§ Problem A
Print the part of the forum post about ending an engagement that opens with the words containing "Hi all. I found" and closes with "done and dusted.", copying it exactly.

# Thinking about ending our engagement...



## 30somethingguy (Mar 31, 2008)

Hi all. I found this forum after searching for one on relationships on google. I actually contribute regularly to another such place BUT this is something I want to put before people who don't really 'know' me... and which I know my fiancee won't read.

Basically, I'm engaged to be married this summer to my fiancee. We've been together over 2 years and have had a mostly perfect relationship. We've had our fights and arguments, but we always worked things out. She is my best friend and someone very special and unique to me. I am truly in love with her. Marriage had long been on the cards and finally I proposed and she said yes! To be honest, I think she had been waiting a long time for it and I was just dragging my feet waiting for the right time. Since it is mostly an LDR though the 'right times' were not so obvious. But, we are engaged to proposing is all done and dusted.

§ Data for processing
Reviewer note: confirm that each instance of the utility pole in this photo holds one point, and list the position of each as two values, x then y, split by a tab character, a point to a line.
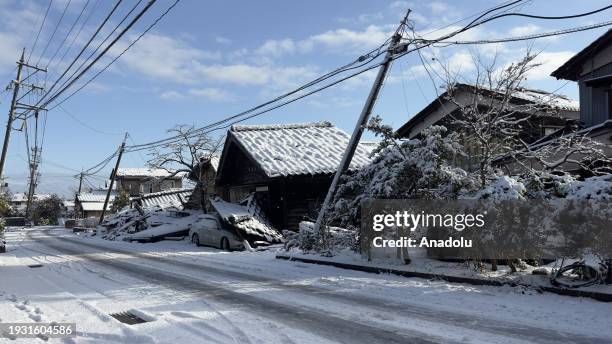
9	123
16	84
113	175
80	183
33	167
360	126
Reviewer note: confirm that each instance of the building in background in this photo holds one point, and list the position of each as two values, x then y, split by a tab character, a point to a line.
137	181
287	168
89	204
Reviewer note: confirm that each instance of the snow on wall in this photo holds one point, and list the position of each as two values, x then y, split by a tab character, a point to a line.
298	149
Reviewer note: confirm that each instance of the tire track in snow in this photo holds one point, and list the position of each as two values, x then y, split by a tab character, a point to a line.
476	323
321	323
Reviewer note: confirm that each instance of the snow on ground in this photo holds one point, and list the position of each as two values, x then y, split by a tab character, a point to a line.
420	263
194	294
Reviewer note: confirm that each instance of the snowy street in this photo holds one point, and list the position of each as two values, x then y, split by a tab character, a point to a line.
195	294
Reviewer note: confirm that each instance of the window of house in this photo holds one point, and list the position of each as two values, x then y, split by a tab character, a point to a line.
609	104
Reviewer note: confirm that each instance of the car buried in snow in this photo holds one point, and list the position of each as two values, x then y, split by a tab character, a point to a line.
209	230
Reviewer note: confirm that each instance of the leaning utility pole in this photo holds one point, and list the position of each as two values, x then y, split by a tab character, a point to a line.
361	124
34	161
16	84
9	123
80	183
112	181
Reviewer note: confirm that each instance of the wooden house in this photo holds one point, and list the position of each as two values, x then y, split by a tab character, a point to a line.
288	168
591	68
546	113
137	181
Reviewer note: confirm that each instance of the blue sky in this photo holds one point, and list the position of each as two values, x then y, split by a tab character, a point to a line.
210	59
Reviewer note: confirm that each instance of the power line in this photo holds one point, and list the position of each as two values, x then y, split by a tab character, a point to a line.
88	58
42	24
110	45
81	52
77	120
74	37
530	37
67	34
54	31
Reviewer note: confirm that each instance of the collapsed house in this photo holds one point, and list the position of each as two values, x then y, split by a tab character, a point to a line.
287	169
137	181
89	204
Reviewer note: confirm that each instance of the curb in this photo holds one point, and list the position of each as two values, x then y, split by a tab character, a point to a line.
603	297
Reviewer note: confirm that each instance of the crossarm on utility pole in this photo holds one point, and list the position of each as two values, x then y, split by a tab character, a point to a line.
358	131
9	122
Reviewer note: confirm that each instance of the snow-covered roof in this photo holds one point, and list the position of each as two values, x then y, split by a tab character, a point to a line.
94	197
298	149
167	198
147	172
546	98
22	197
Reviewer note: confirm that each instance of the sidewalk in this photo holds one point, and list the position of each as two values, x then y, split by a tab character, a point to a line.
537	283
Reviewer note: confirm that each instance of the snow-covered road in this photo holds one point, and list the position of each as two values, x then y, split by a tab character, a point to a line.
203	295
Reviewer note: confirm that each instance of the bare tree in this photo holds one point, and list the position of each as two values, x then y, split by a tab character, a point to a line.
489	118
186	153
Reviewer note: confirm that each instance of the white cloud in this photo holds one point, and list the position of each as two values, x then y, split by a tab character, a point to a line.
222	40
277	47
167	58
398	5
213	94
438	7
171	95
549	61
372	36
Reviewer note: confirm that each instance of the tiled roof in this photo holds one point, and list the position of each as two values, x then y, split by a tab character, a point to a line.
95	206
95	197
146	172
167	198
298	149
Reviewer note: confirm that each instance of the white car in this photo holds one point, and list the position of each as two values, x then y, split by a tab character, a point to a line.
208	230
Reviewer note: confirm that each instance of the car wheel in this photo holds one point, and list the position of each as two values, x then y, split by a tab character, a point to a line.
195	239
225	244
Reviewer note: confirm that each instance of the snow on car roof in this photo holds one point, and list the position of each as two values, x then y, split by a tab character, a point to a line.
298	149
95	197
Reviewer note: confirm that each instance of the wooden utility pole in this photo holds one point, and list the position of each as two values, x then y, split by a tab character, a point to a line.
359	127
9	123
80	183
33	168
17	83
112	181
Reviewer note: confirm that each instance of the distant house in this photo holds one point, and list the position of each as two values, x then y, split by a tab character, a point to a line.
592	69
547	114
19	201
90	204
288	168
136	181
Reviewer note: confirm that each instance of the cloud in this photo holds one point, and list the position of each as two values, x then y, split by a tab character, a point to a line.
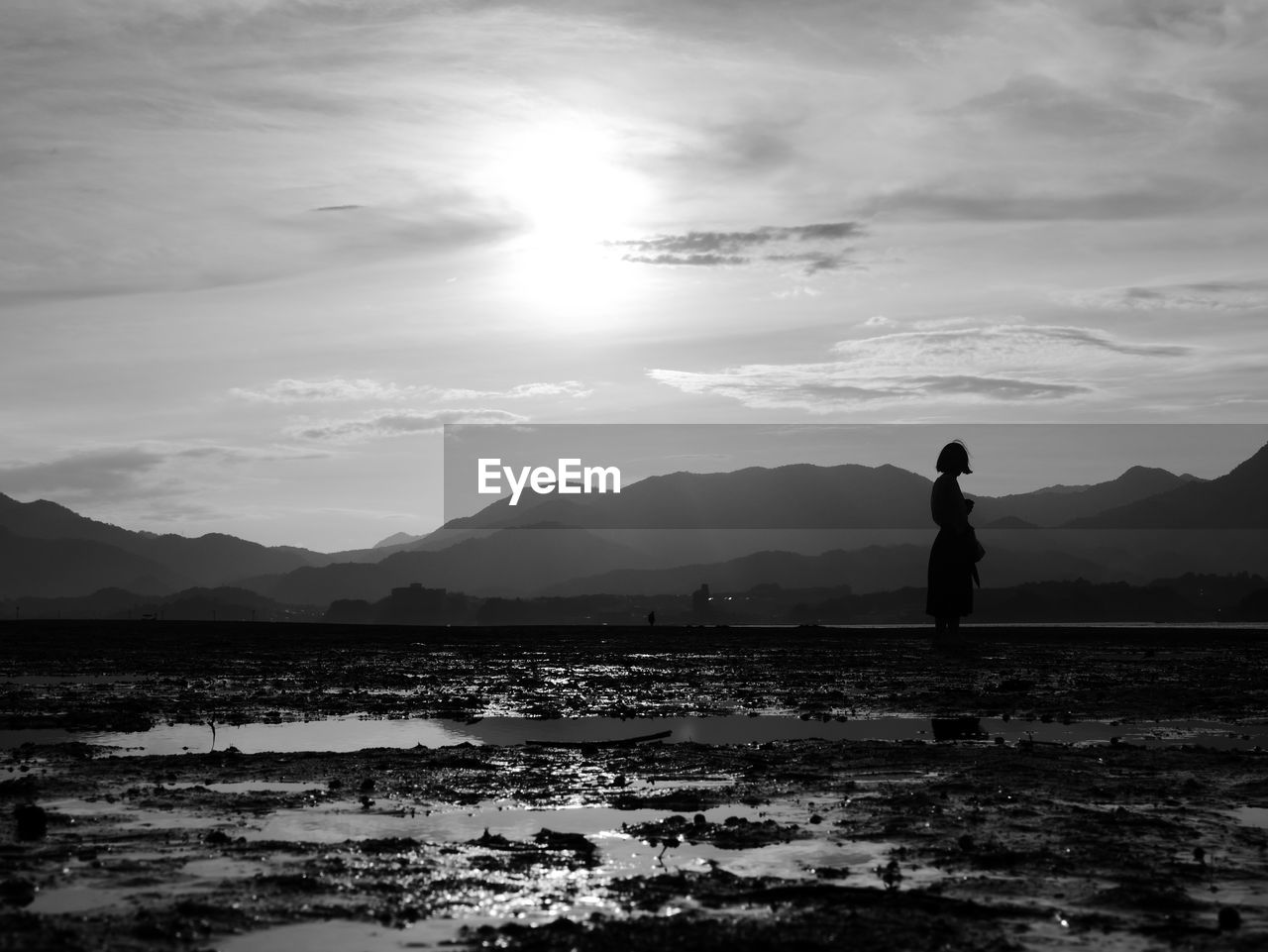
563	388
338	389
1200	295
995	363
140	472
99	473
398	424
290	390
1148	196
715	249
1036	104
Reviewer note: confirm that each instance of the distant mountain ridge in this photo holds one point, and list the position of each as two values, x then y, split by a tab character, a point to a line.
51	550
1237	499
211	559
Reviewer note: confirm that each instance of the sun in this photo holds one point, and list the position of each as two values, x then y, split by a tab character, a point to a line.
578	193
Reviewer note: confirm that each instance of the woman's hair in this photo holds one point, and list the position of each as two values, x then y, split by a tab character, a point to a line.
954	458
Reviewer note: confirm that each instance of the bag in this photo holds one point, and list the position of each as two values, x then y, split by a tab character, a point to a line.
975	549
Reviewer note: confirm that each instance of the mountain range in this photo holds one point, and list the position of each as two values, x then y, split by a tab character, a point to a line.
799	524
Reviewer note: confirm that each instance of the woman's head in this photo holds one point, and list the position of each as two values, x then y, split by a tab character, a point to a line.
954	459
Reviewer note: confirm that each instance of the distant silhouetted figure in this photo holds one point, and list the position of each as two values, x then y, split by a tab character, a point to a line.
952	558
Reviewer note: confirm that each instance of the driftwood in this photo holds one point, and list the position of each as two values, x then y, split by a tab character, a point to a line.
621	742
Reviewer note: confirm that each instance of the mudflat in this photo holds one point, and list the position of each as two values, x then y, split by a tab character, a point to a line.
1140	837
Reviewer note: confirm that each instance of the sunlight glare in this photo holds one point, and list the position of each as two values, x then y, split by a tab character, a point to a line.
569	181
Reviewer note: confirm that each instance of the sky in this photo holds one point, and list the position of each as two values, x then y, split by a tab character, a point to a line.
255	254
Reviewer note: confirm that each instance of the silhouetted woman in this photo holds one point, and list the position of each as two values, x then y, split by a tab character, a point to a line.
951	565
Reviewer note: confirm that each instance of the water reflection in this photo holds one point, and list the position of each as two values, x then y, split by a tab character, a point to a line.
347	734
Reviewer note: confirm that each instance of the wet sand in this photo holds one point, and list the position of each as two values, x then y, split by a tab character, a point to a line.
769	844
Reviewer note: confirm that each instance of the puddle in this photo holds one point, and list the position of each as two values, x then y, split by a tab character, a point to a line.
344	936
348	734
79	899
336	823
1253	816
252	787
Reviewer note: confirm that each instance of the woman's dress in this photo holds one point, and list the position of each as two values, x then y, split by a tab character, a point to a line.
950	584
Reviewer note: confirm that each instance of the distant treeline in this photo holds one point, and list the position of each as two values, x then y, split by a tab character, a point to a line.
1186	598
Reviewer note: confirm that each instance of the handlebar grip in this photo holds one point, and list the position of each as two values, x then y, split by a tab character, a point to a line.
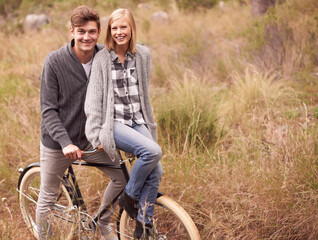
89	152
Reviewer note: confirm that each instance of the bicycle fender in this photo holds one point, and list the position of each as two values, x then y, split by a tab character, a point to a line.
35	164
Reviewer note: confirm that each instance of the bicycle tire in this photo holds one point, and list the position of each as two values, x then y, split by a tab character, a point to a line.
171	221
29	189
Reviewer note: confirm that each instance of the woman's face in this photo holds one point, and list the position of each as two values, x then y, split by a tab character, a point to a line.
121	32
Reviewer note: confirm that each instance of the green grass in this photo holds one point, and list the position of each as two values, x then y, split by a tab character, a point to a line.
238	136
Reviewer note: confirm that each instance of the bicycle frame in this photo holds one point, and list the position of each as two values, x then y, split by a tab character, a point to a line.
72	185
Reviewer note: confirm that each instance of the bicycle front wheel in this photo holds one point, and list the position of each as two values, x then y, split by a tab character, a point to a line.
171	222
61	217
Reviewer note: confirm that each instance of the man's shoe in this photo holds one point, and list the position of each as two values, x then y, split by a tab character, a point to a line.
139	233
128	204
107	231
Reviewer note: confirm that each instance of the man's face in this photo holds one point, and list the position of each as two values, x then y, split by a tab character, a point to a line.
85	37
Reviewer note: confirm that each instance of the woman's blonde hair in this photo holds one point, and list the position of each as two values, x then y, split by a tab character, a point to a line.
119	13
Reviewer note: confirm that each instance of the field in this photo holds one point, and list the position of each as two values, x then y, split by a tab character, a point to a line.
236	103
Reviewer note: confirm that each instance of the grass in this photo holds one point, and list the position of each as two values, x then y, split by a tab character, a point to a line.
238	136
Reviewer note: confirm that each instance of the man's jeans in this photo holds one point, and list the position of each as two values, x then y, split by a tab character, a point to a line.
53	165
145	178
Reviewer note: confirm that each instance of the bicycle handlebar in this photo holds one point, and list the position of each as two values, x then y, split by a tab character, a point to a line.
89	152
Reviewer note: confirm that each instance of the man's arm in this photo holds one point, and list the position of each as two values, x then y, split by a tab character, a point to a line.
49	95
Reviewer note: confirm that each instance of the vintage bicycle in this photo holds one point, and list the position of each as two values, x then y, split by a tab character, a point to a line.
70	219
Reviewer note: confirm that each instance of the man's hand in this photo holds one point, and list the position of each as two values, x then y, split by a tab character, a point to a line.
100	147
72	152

§ Problem B
Locate each line in the rows that contains the word "snowy", and copy all of those lines.

§ Answer A
Hi all. I found this forum after searching for one on relationships on google. I actually contribute regularly to another such place BUT this is something I want to put before people who don't really 'know' me... and which I know my fiancee won't read.

Basically, I'm engaged to be married this summer to my fiancee. We've been together over 2 years and have had a mostly perfect relationship. We've had our fights and arguments, but we always worked things out. She is my best friend and someone very special and unique to me. I am truly in love with her. Marriage had long been on the cards and finally I proposed and she said yes! To be honest, I think she had been waiting a long time for it and I was just dragging my feet waiting for the right time. Since it is mostly an LDR though the 'right times' were not so obvious. But, we are engaged to proposing is all done and dusted.

§ Answer B
Reviewer note: confirm that each instance of the snowy street in this photo holds one point, and list the position of each as two values, x then y, split by a tab character, a point to a line.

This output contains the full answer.